● **Consignes de l'exercice**: Citez intégralement le texte sur le gaz naturel du Saint-Laurent, sans en modifier un seul mot.

Le Québec comme le Texas

Rabaska


La découverte sur la rive sud du Saint-Laurent d'un gisement de gaz naturel potentiellement important a fait bondir les actions des entreprises impliquées. Mais, hormis notre collègue Philippe Mercure, les médias ne s'y sont pas beaucoup intéressés. Les politiciens non plus, tout à la fièvre du hockey et à la reconstruction du manège militaire de Québec. Les écologistes ne sont pas montés aux barricades.
Pourtant, cette découverte pourrait bouleverser le profil énergétique du Québec. Si le potentiel décelé par l'américaine Forest Oil et son partenaire québécois Junex s'avère, le Québec pourrait devenir, d'ici quelques années, un producteur et exportateur de gaz naturel de premier plan.
On sait depuis longtemps que la formation rocheuse des basses terres du Saint-Laurent, les schistes de l'Utica, abrite du gaz naturel. Jusqu'à récemment, on ne disposait pas des moyens techniques pour libérer ce gaz. Forest Oil a développé l'expertise nécessaire en explorant une formation similaire, les schistes de Barnett, au Texas. Les deux puits qu'elle a forés l'été dernier, l'un dans la région de Bécancour, l'autre dans celle de Contrecoeur, l'ont convaincue qu'il pourrait se trouver, dans ces seuls secteurs, quelque 4000 milliards de pieds cubes de gaz. C'est 20 fois la consommation annuelle du Québec. Si ce potentiel est confirmé par les prochains forages, on peut s'attendre à ce que les activités d'exploration de l'Utica s'intensifient considérablement. L'impact sur l'économie du Québec et sur les finances du gouvernement provincial pourrait être considérable. Et les Québécois se trouveraient confrontés à un dilemme, déchirés entre l'exploitation de cette nouvelle richesse et leur conscience écologique.

● **Entrées fournies**:
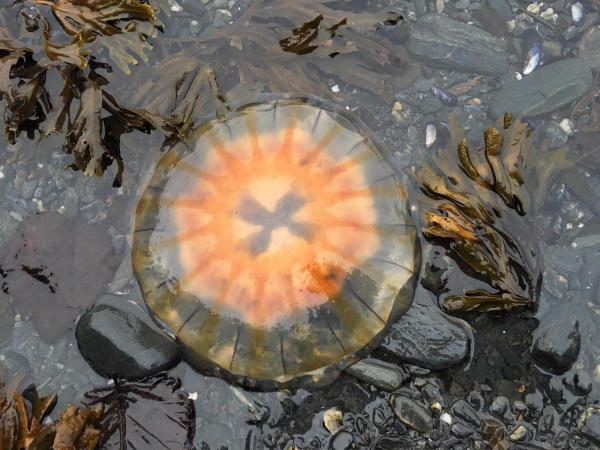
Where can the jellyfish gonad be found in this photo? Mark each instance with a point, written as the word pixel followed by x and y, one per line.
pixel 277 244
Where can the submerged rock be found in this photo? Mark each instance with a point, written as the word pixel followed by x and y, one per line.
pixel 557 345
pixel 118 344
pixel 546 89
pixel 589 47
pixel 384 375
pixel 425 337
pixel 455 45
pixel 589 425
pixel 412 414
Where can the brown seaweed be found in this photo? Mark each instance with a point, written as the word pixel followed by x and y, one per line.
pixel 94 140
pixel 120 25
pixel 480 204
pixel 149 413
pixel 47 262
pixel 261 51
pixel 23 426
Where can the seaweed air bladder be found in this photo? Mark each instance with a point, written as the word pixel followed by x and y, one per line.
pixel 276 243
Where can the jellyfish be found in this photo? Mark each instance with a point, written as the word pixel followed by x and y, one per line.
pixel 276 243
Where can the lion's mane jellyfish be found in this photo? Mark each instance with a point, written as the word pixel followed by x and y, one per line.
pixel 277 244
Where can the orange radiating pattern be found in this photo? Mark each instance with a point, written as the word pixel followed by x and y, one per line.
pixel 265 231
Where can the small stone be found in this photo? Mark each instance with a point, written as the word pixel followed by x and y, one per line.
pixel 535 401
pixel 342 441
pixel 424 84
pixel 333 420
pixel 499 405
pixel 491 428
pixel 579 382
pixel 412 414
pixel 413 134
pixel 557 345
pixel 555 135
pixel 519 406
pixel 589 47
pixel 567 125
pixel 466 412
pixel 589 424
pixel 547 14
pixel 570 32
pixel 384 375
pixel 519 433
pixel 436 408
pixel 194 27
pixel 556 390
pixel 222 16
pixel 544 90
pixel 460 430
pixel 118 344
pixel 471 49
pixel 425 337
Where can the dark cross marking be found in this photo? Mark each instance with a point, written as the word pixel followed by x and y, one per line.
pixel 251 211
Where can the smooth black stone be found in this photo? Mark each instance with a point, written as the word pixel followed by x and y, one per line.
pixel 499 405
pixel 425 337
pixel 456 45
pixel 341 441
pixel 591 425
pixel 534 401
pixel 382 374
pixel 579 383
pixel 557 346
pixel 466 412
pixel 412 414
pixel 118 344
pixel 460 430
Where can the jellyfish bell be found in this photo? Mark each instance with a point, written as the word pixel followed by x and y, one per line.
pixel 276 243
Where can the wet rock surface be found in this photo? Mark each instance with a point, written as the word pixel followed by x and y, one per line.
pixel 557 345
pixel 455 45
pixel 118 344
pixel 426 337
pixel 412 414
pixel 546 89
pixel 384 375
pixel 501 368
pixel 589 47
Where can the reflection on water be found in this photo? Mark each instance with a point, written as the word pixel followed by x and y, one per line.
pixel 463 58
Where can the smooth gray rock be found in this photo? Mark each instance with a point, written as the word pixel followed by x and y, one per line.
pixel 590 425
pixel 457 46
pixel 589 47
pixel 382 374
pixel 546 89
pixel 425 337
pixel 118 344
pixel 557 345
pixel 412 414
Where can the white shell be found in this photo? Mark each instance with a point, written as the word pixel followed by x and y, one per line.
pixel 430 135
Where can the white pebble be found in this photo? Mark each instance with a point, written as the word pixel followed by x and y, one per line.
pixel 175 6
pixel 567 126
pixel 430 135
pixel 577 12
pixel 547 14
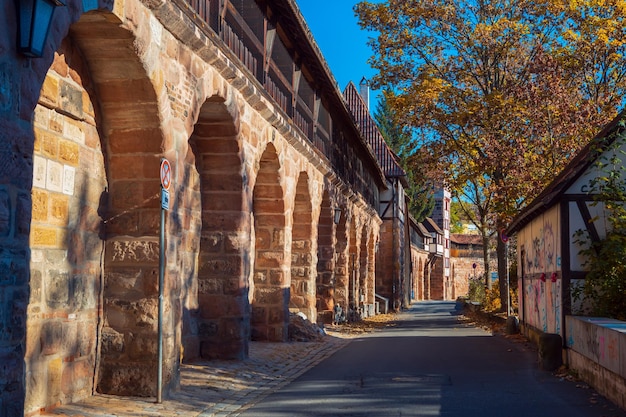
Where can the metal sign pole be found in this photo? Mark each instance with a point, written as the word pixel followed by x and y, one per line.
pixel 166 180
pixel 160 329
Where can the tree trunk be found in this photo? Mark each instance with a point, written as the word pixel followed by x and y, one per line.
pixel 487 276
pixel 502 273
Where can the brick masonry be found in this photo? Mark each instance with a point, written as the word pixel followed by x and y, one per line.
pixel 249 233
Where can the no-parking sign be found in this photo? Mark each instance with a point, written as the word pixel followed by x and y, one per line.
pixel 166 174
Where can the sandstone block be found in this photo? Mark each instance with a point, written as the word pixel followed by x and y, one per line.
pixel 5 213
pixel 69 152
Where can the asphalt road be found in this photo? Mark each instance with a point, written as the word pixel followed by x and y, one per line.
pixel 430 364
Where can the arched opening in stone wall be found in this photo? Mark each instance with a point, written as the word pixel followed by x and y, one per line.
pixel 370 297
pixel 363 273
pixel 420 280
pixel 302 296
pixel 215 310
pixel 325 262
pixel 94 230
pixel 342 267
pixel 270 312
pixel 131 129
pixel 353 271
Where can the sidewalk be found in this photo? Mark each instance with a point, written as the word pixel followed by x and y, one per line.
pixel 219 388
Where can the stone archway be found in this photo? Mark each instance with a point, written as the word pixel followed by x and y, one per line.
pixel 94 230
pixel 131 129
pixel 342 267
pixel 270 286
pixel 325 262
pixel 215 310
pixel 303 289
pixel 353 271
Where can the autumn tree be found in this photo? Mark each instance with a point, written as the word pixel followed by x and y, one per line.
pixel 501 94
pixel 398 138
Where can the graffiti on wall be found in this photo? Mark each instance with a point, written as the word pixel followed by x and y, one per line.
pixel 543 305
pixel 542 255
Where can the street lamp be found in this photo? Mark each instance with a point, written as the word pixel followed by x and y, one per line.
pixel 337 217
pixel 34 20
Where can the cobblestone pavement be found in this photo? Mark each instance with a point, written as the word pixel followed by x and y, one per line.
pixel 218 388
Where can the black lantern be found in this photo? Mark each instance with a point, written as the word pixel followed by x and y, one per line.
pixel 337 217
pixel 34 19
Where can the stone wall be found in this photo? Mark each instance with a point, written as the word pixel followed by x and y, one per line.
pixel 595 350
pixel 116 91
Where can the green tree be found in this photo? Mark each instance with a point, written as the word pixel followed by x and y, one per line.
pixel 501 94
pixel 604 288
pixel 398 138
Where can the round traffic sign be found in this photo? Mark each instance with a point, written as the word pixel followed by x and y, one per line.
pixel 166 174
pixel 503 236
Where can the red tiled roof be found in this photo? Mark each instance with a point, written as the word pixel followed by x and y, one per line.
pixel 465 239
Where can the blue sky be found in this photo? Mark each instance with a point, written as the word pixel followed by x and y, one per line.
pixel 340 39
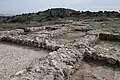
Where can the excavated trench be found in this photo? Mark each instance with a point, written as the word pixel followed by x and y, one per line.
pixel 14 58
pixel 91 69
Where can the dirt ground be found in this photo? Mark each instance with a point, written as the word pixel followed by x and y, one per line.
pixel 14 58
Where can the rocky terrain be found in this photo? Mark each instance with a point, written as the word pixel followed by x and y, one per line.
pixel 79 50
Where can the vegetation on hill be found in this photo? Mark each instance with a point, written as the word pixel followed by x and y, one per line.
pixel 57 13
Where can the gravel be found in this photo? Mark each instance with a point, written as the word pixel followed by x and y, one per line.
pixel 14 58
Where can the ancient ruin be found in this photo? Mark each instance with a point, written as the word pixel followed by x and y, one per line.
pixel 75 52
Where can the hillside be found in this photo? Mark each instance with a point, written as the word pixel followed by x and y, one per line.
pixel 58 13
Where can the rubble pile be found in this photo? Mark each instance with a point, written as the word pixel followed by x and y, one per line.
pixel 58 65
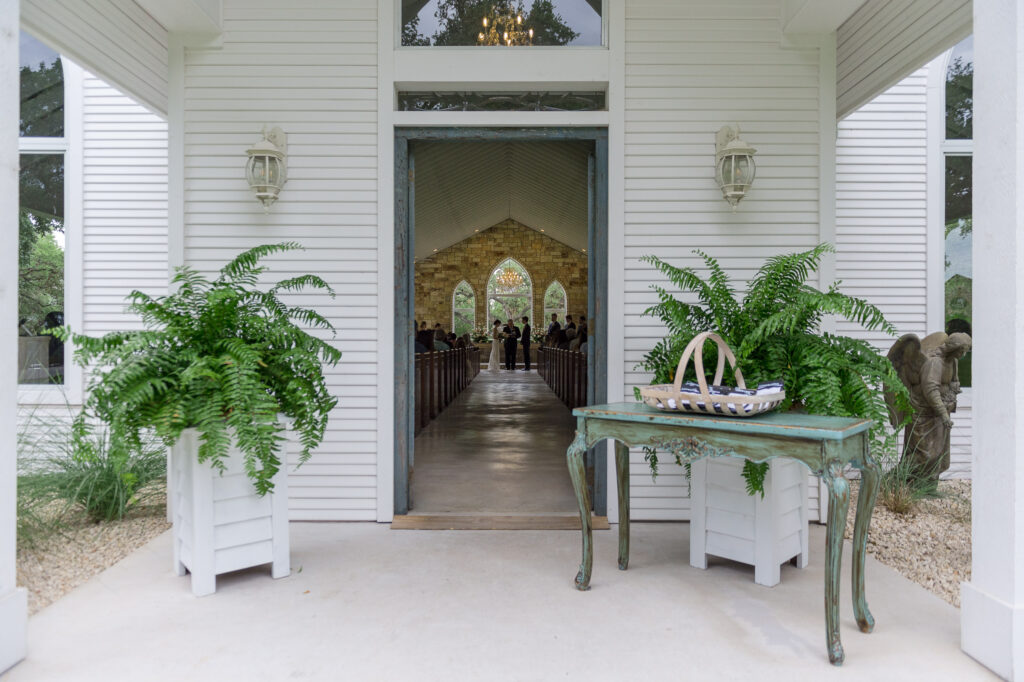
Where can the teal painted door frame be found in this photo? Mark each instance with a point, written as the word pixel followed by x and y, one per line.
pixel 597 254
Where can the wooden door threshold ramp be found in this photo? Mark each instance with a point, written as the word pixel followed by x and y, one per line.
--
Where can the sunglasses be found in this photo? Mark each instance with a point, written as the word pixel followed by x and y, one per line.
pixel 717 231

● **Réponse complète**:
Le Québec comme le Texas

Rabaska


La découverte sur la rive sud du Saint-Laurent d'un gisement de gaz naturel potentiellement important a fait bondir les actions des entreprises impliquées. Mais, hormis notre collègue Philippe Mercure, les médias ne s'y sont pas beaucoup intéressés. Les politiciens non plus, tout à la fièvre du hockey et à la reconstruction du manège militaire de Québec. Les écologistes ne sont pas montés aux barricades.
Pourtant, cette découverte pourrait bouleverser le profil énergétique du Québec. Si le potentiel décelé par l'américaine Forest Oil et son partenaire québécois Junex s'avère, le Québec pourrait devenir, d'ici quelques années, un producteur et exportateur de gaz naturel de premier plan.
On sait depuis longtemps que la formation rocheuse des basses terres du Saint-Laurent, les schistes de l'Utica, abrite du gaz naturel. Jusqu'à récemment, on ne disposait pas des moyens techniques pour libérer ce gaz. Forest Oil a développé l'expertise nécessaire en explorant une formation similaire, les schistes de Barnett, au Texas. Les deux puits qu'elle a forés l'été dernier, l'un dans la région de Bécancour, l'autre dans celle de Contrecoeur, l'ont convaincue qu'il pourrait se trouver, dans ces seuls secteurs, quelque 4000 milliards de pieds cubes de gaz. C'est 20 fois la consommation annuelle du Québec. Si ce potentiel est confirmé par les prochains forages, on peut s'attendre à ce que les activités d'exploration de l'Utica s'intensifient considérablement. L'impact sur l'économie du Québec et sur les finances du gouvernement provincial pourrait être considérable. Et les Québécois se trouveraient confrontés à un dilemme, déchirés entre l'exploitation de cette nouvelle richesse et leur conscience écologique.